---- Exercise materials
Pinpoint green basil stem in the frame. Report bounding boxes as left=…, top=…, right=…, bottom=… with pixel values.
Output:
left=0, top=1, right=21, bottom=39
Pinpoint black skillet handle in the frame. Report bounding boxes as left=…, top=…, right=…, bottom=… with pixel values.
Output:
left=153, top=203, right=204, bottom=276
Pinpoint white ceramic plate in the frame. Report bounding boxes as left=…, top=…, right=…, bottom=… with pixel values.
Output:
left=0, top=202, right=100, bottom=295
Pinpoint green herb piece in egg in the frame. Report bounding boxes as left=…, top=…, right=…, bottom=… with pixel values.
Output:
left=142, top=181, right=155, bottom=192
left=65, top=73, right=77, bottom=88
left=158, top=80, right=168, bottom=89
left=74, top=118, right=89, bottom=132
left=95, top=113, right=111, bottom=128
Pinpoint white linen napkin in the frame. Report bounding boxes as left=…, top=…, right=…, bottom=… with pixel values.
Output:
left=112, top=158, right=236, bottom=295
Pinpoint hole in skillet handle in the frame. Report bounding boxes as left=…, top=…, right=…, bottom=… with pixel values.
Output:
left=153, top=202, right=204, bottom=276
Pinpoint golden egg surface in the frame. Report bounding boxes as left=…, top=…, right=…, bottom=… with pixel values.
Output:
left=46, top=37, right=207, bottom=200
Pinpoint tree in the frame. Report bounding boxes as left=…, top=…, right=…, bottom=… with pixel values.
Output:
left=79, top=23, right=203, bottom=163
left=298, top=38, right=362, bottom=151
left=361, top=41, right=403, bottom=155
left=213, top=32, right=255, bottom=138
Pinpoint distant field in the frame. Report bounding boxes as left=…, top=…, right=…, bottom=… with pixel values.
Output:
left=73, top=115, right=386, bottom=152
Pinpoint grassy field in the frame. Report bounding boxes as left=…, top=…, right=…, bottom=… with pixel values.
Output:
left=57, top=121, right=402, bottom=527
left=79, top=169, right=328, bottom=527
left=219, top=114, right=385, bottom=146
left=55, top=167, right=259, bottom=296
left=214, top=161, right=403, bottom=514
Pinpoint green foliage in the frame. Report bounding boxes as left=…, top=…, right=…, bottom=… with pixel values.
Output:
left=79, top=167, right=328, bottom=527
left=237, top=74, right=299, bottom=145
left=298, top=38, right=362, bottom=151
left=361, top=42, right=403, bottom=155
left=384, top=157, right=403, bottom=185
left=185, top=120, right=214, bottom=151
--------
== Work to be completed ==
Can you change "Pinpoint" to "Locate" everywhere in the data above and give all of it back with nothing else altered?

== Solution below ==
Locate green basil stem in the frame. Report bounding boxes as left=…, top=…, right=…, bottom=… with pixel values.
Output:
left=0, top=1, right=21, bottom=39
Locate black skillet handle in the frame. Report bounding boxes as left=…, top=…, right=…, bottom=… with pixel values.
Output:
left=153, top=203, right=204, bottom=276
Locate white ceramic plate in the frame. Report bounding boxes as left=…, top=…, right=…, bottom=… with pixel values.
Output:
left=0, top=202, right=100, bottom=295
Locate green herb piece in egg in the frame. Report bounding boxes as left=…, top=…, right=…, bottom=… with pixel values.
Output:
left=142, top=181, right=155, bottom=192
left=65, top=73, right=77, bottom=88
left=158, top=80, right=168, bottom=89
left=74, top=118, right=89, bottom=132
left=95, top=113, right=111, bottom=128
Locate white linen napkin in the frame. Report bounding boxes as left=…, top=…, right=…, bottom=… with pixel values.
Output:
left=112, top=158, right=236, bottom=295
Locate hole in skillet handle in the frame. Report bounding boxes as left=…, top=…, right=…, bottom=… with pixel values.
Output:
left=153, top=202, right=204, bottom=276
Locate golden egg surface in the frame. Report bounding boxes as left=…, top=…, right=…, bottom=… with pixel values.
Output:
left=46, top=37, right=207, bottom=200
Locate tree in the frame. Report bounding boxes as left=…, top=…, right=…, bottom=… with pixel values.
Output:
left=79, top=23, right=203, bottom=163
left=298, top=38, right=362, bottom=151
left=361, top=41, right=403, bottom=155
left=213, top=32, right=255, bottom=138
Locate distant field in the frame. Report bounding boxes as left=…, top=…, right=…, bottom=… with pixel values.
Output:
left=73, top=115, right=386, bottom=152
Locate grassy field in the frame. Report bounding boxes as left=…, top=…, right=…, bottom=… with pixel values.
Output:
left=57, top=121, right=402, bottom=527
left=79, top=169, right=328, bottom=527
left=219, top=114, right=385, bottom=146
left=55, top=167, right=259, bottom=296
left=214, top=161, right=403, bottom=514
Locate green foliage in the frame. Report bounding boxes as left=…, top=…, right=…, bottom=… with pixel values.
Output:
left=79, top=167, right=328, bottom=527
left=237, top=74, right=299, bottom=145
left=298, top=38, right=362, bottom=151
left=361, top=42, right=403, bottom=155
left=384, top=157, right=403, bottom=185
left=185, top=120, right=214, bottom=151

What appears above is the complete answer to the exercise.